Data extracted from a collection
-------------------------

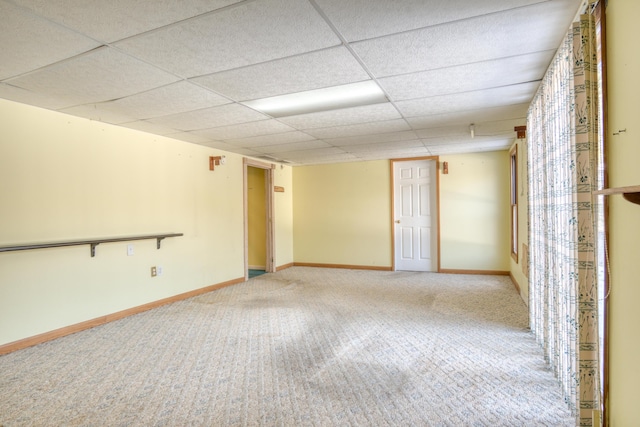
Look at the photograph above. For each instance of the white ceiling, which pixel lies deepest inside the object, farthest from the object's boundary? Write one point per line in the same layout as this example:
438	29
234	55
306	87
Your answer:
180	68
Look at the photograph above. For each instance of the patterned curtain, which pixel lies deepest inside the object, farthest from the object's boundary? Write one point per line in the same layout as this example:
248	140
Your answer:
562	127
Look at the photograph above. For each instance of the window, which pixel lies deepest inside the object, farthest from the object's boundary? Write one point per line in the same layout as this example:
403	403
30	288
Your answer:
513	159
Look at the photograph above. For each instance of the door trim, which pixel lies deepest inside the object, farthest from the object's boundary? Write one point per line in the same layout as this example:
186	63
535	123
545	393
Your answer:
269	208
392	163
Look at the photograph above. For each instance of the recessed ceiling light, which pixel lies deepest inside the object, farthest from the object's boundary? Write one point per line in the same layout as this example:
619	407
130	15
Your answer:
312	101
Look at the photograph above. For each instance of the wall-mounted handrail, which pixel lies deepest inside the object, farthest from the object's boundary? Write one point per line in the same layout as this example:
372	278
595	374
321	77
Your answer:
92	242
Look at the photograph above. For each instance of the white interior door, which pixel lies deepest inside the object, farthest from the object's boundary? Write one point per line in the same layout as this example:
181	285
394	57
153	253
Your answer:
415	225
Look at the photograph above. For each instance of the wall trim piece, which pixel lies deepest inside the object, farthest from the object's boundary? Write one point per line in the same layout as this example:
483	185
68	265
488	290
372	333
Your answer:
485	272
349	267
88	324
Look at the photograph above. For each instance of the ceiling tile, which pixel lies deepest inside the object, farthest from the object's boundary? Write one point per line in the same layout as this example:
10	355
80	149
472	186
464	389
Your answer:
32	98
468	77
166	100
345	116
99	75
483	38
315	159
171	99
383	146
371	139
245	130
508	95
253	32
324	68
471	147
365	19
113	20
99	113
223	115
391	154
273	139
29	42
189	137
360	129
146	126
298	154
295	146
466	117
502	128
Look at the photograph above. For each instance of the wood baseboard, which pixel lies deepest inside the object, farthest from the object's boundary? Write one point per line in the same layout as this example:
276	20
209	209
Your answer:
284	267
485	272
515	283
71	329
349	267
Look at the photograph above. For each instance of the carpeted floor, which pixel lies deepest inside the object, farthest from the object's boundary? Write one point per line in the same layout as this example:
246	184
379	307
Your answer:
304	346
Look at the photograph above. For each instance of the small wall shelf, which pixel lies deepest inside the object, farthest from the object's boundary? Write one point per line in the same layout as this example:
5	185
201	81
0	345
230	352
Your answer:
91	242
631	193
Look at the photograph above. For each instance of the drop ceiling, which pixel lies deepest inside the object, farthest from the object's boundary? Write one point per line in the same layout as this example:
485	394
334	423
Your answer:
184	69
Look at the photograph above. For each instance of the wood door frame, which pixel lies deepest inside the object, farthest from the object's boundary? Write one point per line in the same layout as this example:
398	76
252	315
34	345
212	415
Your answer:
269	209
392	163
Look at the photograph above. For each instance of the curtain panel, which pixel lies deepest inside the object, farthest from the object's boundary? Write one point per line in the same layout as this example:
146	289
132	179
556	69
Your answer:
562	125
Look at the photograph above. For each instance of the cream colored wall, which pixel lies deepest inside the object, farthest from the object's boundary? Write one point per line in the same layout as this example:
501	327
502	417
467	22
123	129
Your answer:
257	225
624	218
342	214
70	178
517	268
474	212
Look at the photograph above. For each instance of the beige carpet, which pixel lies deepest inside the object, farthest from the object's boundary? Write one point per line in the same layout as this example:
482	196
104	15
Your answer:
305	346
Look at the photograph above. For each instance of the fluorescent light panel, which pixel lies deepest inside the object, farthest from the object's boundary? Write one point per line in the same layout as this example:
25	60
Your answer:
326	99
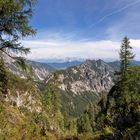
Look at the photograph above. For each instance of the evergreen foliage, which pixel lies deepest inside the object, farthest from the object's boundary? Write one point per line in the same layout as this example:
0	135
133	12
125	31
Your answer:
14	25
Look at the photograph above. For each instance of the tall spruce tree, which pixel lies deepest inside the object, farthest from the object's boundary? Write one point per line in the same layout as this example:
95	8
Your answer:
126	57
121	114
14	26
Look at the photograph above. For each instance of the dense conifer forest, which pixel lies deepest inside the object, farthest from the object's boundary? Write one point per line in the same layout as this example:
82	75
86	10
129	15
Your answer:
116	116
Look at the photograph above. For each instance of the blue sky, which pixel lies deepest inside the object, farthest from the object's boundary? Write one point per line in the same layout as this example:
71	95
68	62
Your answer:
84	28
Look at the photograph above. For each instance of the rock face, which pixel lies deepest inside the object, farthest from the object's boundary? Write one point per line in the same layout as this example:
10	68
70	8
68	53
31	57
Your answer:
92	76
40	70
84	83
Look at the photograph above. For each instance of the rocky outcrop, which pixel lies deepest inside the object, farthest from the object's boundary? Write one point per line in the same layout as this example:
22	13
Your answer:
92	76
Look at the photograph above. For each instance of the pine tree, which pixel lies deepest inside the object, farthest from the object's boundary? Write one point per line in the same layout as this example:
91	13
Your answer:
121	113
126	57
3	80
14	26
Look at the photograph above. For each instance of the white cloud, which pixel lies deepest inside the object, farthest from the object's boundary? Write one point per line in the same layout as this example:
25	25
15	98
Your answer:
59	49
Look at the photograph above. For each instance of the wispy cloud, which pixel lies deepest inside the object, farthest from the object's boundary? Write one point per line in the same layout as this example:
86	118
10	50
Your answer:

-------------------------

### Problem details:
Write out the material above again, word for word, minus its pictures.

### Result:
Look at the photograph above. For each instance of the white ceiling, which pixel lies deepest inside the object, farthest from the object's boundary? Write one point per line in the same layout as this example:
438	29
234	55
306	87
Your answer:
180	68
Look at the photograph above. For each instance of the patterned curtain, which pixel lies deepest inside the object, farthest from the object's boundary? Write one point per line in the same layout as this example:
248	140
Your answer:
562	127
Look at the photograph above. For each instance of the window, which pixel lies deepest inside the object, farthest from the object's boundary? Write one point per line in the same layout as this example:
403	403
30	288
Your answer:
513	159
Look at the photograph above. For each instance of the door trim, which pixel lies deepest inside the object, farthest from the object's boundary? Write one point per line in the same layout as this example:
186	63
535	123
545	393
Your answer:
269	208
392	163
Look at the photograph above. For each instance of the recessed ceiling light, which pixel lies deepest inside the object, farthest from the object's boundary? Write one point per line in the same layout as this example:
619	407
130	15
Your answer:
312	101
Look at the photograph above. For each instance of the wall-mounted handrail, which pixel lies deepest inside the object, farthest from the object's boundary? Write one point per line in the same layout as this example:
372	278
595	374
321	77
Your answer:
92	242
Look at the photograph above. For each instance of the white interior door, which pixel lies deepest inside the object, farthest from the object's boundary? Write one point per line in the same layout as this example:
181	285
394	57
153	253
Your answer:
415	225
Look at the photograph above. For each instance of the wall trim piece, which pixel lies deepest inside the object, farthest from the object's boundary? Write one point per line in the same layout as this example:
483	185
68	265
488	290
372	333
Your answer:
485	272
349	267
88	324
Look at the photograph above. For each instance of the ceiling tile, which pixel lies deepest inside the object, farthest from the object's boundary? Write one point per line in the same layout as this example:
10	355
80	149
472	186
464	389
Your answer:
32	98
468	77
166	100
345	116
99	75
483	38
315	159
171	99
383	146
371	139
245	130
508	95
253	32
324	68
471	147
365	19
113	20
99	113
223	115
391	154
273	139
29	42
189	137
360	129
146	126
298	154
295	146
466	117
502	128
Look at the photograph above. For each instance of the wood baseboard, which pixel lies deepest inside the object, farthest from the object's boundary? Write one point per line in the same layout as this example:
276	20
209	209
Your answer:
284	267
485	272
515	283
71	329
349	267
Look at the photograph above. For each instance of the carpeted floor, which pixel lies deepest inside the object, farthest from the object's boundary? Write one point per line in the same layout as this example:
246	184
379	307
Your answer:
304	346
Look at the photograph above. For each instance of the small wall shelf, which pixel lies deepest inside the object, farthest from the object's boundary? Write one point per line in the same layout as this example:
5	185
201	81
0	345
230	352
Your answer:
91	242
631	193
Look at the photograph above. For each instance of the drop ceiling, which pixel lies deepest inside the object, farthest from the object's boundary? Write one point per line in the same layout as this example:
485	394
334	423
Your answer:
184	69
Look at the photograph above. For each instance of the wood door frame, which pixel lies deepest inside the object, farthest from the object's boundary? Write one point per line in the same layout as this example:
398	76
252	315
34	345
212	415
Your answer:
269	209
392	163
Look at the photograph above. For each instance of the curtain panel, which pixel lies deepest inside the object, farthest from the object's boundary? Write one point per line in the same layout as this example:
146	289
132	179
556	69
Your answer:
562	125
Look at the photograph above. For each instance of the cream colored wall, which pixel lies deepest inside the object, farthest from the object's boundary? Write one point per line in the same layout as this example:
501	327
502	417
467	22
123	129
Your answer:
257	225
624	218
342	214
70	178
517	268
474	212
Look at the photograph above. For each instance of the beige carpet, which pixel lies deepest inside the object, farthest from the object's boundary? Write one point per line in the same layout as this example:
482	196
104	15
Your answer:
305	346
Look at the photograph above. For each instance of the fluorescent light panel, which pixel lies deepest inside the object, farthest from the object's boundary? Write one point per line in the same layout as this example:
25	60
Your answer:
326	99
Look at the photograph above. For each instance of the evergreen foliage, which pixel lies deepest inside the object, farthest from the object's boundary? Write one point per line in the same layout as this example:
0	135
133	12
125	31
Your answer:
14	25
Look at the photograph above. For each instance of the tall spruce tree, which pixel lies deepest inside the object, farthest from the object's boundary? Write one point per line in the same layout as this example:
95	8
Your answer:
126	57
121	114
14	26
Look at the photograph above. For each instance of the dense conifer forest, which pixel lies deepest inside the object, farthest from the object's boundary? Write one point per line in the same layout as this example:
82	75
86	10
129	15
Your answer:
116	116
Look at the photograph above. For each instance of the blue sky, which pixel lies deepest inside the object, farthest from the object's boundary? Write one point per line in the same layout as this example:
71	95
68	62
Your answer:
84	28
Look at the photograph above. For each instance of the rock face, which pixel lies deepest inside the object, farthest from the object's boundary? Write one point per line in the same layout as this example:
10	68
70	8
68	53
31	57
Your answer:
92	76
40	70
84	83
Look at the photograph above. For each instance of the rocky outcrop, which pixel lies deepest inside the object, farthest from the object's boundary? Write one point per line in the same layout as this example:
22	13
Your answer:
92	76
Look at the photograph above. For each instance of the pine tree, which pixel lies deepest inside the object, farthest from the object's boundary? Write one point per line in the same layout as this example:
91	13
Your answer:
121	113
126	57
3	80
14	26
Look at the photograph above. For each instance of the white cloud, which pixel lies deepest inside the object, farthest from the object's boundary? Write one point per line in the same layout as this example:
25	25
15	98
Your answer:
59	49
Look at the photograph above. For each instance of the wispy cloud, which pixel lies deepest inside the object, farthest from the object's boundary? Write one point per line in the same layout as this example:
86	118
10	50
Your answer:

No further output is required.